→ EXERCISE
Give the records again in full, exactly as written.

Stored data entries:
= = =

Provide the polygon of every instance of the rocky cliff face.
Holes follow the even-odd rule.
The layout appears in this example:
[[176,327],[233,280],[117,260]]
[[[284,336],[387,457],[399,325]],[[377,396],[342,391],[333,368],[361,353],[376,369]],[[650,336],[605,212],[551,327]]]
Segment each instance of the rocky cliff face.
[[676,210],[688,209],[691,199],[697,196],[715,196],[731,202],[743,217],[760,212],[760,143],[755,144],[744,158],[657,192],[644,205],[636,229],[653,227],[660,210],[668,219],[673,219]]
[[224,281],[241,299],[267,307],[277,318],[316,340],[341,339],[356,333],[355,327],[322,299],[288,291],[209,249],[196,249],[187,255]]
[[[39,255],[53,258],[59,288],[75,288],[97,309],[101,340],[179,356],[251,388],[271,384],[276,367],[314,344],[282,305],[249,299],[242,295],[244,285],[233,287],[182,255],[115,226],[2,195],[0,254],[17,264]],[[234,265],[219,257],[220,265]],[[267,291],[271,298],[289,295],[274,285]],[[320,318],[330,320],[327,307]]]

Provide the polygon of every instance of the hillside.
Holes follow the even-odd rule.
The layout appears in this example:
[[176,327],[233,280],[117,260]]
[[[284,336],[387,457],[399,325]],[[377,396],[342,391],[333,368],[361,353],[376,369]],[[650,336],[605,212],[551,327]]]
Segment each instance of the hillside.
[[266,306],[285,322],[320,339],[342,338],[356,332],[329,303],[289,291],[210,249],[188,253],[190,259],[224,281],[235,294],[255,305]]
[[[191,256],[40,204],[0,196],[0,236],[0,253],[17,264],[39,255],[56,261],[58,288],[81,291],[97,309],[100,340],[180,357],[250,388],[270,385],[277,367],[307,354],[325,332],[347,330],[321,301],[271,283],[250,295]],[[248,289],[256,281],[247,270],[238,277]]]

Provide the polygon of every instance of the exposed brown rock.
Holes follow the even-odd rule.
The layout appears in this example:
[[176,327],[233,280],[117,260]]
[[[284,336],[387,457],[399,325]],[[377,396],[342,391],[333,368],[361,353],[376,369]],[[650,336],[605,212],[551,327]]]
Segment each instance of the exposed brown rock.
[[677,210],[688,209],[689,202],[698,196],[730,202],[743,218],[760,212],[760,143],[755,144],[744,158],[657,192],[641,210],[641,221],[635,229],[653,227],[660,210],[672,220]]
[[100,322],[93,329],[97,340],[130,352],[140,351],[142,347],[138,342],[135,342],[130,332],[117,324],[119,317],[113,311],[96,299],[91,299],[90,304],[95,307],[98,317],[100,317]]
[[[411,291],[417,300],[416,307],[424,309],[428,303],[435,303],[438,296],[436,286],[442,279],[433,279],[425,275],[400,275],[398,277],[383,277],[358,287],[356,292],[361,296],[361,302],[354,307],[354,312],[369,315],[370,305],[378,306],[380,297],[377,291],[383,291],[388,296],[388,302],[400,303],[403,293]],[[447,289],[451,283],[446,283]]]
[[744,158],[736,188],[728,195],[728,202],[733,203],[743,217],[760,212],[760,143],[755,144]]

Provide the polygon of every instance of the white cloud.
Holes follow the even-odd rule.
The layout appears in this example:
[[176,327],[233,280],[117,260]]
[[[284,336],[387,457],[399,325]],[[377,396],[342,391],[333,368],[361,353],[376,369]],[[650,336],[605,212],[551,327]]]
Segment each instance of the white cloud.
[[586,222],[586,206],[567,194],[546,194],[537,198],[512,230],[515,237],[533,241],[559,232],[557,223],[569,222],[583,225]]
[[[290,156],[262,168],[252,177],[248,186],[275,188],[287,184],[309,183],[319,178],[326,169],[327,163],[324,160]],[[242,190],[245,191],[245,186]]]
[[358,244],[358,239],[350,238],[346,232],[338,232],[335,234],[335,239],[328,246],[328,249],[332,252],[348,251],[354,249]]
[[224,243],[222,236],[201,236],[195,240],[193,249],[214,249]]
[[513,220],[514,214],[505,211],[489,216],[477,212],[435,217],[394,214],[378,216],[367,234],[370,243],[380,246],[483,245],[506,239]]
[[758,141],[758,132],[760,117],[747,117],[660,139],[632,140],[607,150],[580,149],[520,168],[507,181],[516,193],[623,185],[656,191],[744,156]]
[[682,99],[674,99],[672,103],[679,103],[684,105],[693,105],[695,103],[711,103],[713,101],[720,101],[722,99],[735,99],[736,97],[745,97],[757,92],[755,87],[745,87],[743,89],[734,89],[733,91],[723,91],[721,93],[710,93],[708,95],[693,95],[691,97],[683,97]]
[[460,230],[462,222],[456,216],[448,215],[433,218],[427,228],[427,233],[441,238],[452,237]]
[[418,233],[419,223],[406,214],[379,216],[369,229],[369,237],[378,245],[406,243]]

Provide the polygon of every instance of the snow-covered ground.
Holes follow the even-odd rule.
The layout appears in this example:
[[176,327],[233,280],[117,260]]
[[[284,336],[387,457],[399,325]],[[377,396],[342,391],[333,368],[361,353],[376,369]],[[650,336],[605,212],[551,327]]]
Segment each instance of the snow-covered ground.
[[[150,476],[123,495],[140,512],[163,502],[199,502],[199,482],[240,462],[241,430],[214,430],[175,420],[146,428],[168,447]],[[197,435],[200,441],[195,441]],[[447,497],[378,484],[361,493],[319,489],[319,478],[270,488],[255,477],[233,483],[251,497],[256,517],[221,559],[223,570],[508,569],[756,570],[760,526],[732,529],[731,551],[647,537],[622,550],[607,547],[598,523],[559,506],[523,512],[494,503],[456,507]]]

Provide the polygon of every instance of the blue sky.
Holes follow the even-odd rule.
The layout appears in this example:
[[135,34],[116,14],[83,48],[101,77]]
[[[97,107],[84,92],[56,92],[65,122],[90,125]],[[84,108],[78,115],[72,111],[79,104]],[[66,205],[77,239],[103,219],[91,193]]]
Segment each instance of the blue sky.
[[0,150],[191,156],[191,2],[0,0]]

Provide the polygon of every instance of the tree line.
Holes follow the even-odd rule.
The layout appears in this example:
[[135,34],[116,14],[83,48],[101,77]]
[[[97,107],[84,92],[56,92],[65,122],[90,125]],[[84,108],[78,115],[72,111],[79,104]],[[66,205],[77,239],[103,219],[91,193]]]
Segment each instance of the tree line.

= = =

→ COMPLETED EXERCISE
Provide the polygon of every instance of the rocky cliff face.
Holes follow the even-odd rule.
The layout appears in this example:
[[176,327],[233,280],[117,260]]
[[[284,336],[387,457],[399,325]],[[377,396],[342,391],[333,368],[361,353],[376,369]],[[650,336],[605,212],[551,327]]]
Segment each instance of the rocky cliff face.
[[676,210],[688,209],[691,199],[697,196],[715,196],[731,202],[743,217],[760,212],[760,143],[755,144],[744,158],[657,192],[644,205],[636,229],[653,227],[660,210],[668,219],[673,219]]
[[224,281],[241,299],[267,307],[277,318],[316,340],[341,339],[356,333],[355,327],[322,299],[288,291],[209,249],[196,249],[187,255]]
[[[39,255],[53,258],[59,288],[75,288],[97,309],[101,340],[179,356],[251,388],[271,384],[276,367],[314,344],[282,305],[249,299],[242,295],[244,285],[233,287],[182,255],[115,226],[2,195],[0,254],[17,264]],[[234,265],[219,257],[220,265]],[[267,291],[271,298],[289,295],[274,285]],[[320,318],[330,320],[327,307]]]

Provide the polygon of every instance of the hillside.
Holes follow the even-odd rule.
The layout appears in this example:
[[176,327],[233,280],[117,260]]
[[[284,336],[387,457],[399,325]],[[377,396],[342,391],[333,368],[361,353],[376,369]],[[650,336],[605,212],[551,327]]]
Segment each instance of the hillside.
[[266,306],[285,322],[320,339],[342,338],[356,332],[329,303],[289,291],[210,249],[188,253],[190,259],[224,281],[235,294],[255,305]]
[[[191,256],[40,204],[0,196],[0,236],[0,253],[17,264],[39,255],[56,261],[58,288],[81,291],[97,309],[100,340],[180,357],[250,388],[270,385],[277,367],[307,354],[325,332],[347,330],[321,301],[271,283],[250,295]],[[248,289],[256,281],[247,270],[238,277]]]

Provide the polygon of every instance of the exposed brown rock.
Holes follow the even-odd rule.
The layout appears in this example:
[[176,327],[233,280],[117,260]]
[[[284,336],[387,457],[399,325]],[[377,396],[342,391],[333,368],[361,353],[376,369]],[[650,336],[605,212],[551,327]]]
Segment each instance of the exposed brown rock.
[[677,210],[688,209],[689,202],[698,196],[730,202],[743,218],[760,212],[760,143],[755,144],[744,158],[657,192],[641,210],[641,221],[635,229],[653,227],[660,210],[672,220]]
[[100,322],[93,329],[97,340],[130,352],[140,351],[142,347],[138,342],[135,342],[130,332],[117,324],[119,317],[113,311],[96,299],[91,299],[90,304],[95,307],[98,317],[100,317]]
[[[411,291],[417,300],[416,307],[424,309],[428,303],[435,303],[438,296],[436,286],[442,279],[433,279],[425,275],[400,275],[398,277],[383,277],[358,287],[356,292],[361,296],[361,302],[354,307],[354,312],[369,315],[370,305],[378,306],[380,297],[377,291],[383,291],[388,296],[388,302],[400,303],[403,293]],[[447,289],[451,283],[446,283]]]
[[744,158],[736,188],[728,195],[728,202],[733,203],[743,217],[760,212],[760,143],[755,144]]

Provide the polygon of every instance of the white cloud.
Holes follow the even-odd rule.
The layout appears in this example:
[[176,327],[233,280],[117,260]]
[[[284,336],[387,457],[399,325]],[[377,396],[342,391],[333,368],[361,353],[376,369]],[[650,336],[605,212],[551,327]]]
Segment each instance of the white cloud.
[[586,222],[586,206],[567,194],[546,194],[537,198],[512,230],[515,237],[533,241],[559,232],[557,223],[569,222],[583,225]]
[[[290,156],[262,168],[252,177],[248,186],[275,188],[287,184],[309,183],[319,178],[326,169],[327,163],[324,160]],[[242,190],[245,191],[245,186]]]
[[358,244],[358,239],[350,238],[346,232],[338,232],[335,234],[335,239],[328,246],[328,249],[332,252],[348,251],[354,249]]
[[224,243],[222,236],[201,236],[195,240],[193,249],[214,249]]
[[513,220],[514,214],[505,211],[489,216],[477,212],[435,217],[394,214],[378,216],[367,234],[370,243],[380,246],[483,245],[506,239]]
[[758,141],[758,132],[760,117],[747,117],[660,139],[632,140],[607,150],[580,149],[520,168],[507,181],[516,193],[623,185],[656,191],[744,156]]
[[682,99],[674,99],[672,103],[679,103],[684,105],[693,105],[695,103],[711,103],[713,101],[720,101],[722,99],[735,99],[736,97],[745,97],[757,92],[755,87],[745,87],[743,89],[734,89],[733,91],[723,91],[721,93],[710,93],[708,95],[693,95],[691,97],[683,97]]
[[460,230],[462,222],[456,216],[448,215],[433,218],[427,228],[427,233],[441,238],[452,237]]
[[418,233],[419,223],[406,214],[379,216],[369,229],[369,237],[378,245],[406,243]]

Provide the polygon of every instance of the snow-covered ground.
Holes follow the even-odd rule.
The layout appears in this example:
[[176,327],[233,280],[117,260]]
[[[284,336],[387,457],[399,325]],[[377,396],[342,391],[333,368],[361,353],[376,369]],[[650,336],[605,212],[551,327]]]
Segment each instance of the snow-covered ground.
[[[150,476],[123,495],[140,512],[163,502],[199,502],[199,482],[240,462],[241,430],[214,430],[175,420],[146,428],[168,447]],[[197,435],[200,441],[195,441]],[[447,497],[378,484],[361,493],[319,489],[319,478],[270,488],[255,477],[233,483],[251,497],[256,517],[221,559],[223,570],[508,569],[756,570],[760,526],[732,529],[731,551],[647,537],[622,550],[607,547],[598,523],[559,506],[523,512],[494,503],[456,507]]]

Provide the polygon of every instance of the blue sky.
Holes follow the even-odd rule.
The layout appears in this example:
[[135,34],[116,14],[83,48],[101,77]]
[[[97,107],[84,92],[56,92],[65,122],[90,125]],[[84,108],[78,115],[72,111],[79,104]],[[66,205],[77,239],[103,219],[91,193]]]
Segment each instance of the blue sky.
[[0,150],[191,156],[191,2],[0,0]]

Provide the polygon of every instance of the tree line.
Holes follow the even-odd rule.
The layout appears in this example:
[[135,34],[116,14],[83,48],[101,77]]
[[[97,107],[84,92],[56,92],[65,122],[90,125]],[[84,108],[78,115],[72,111],[79,104]],[[66,205],[77,239],[103,219],[91,193]]]
Segment each instance of the tree line.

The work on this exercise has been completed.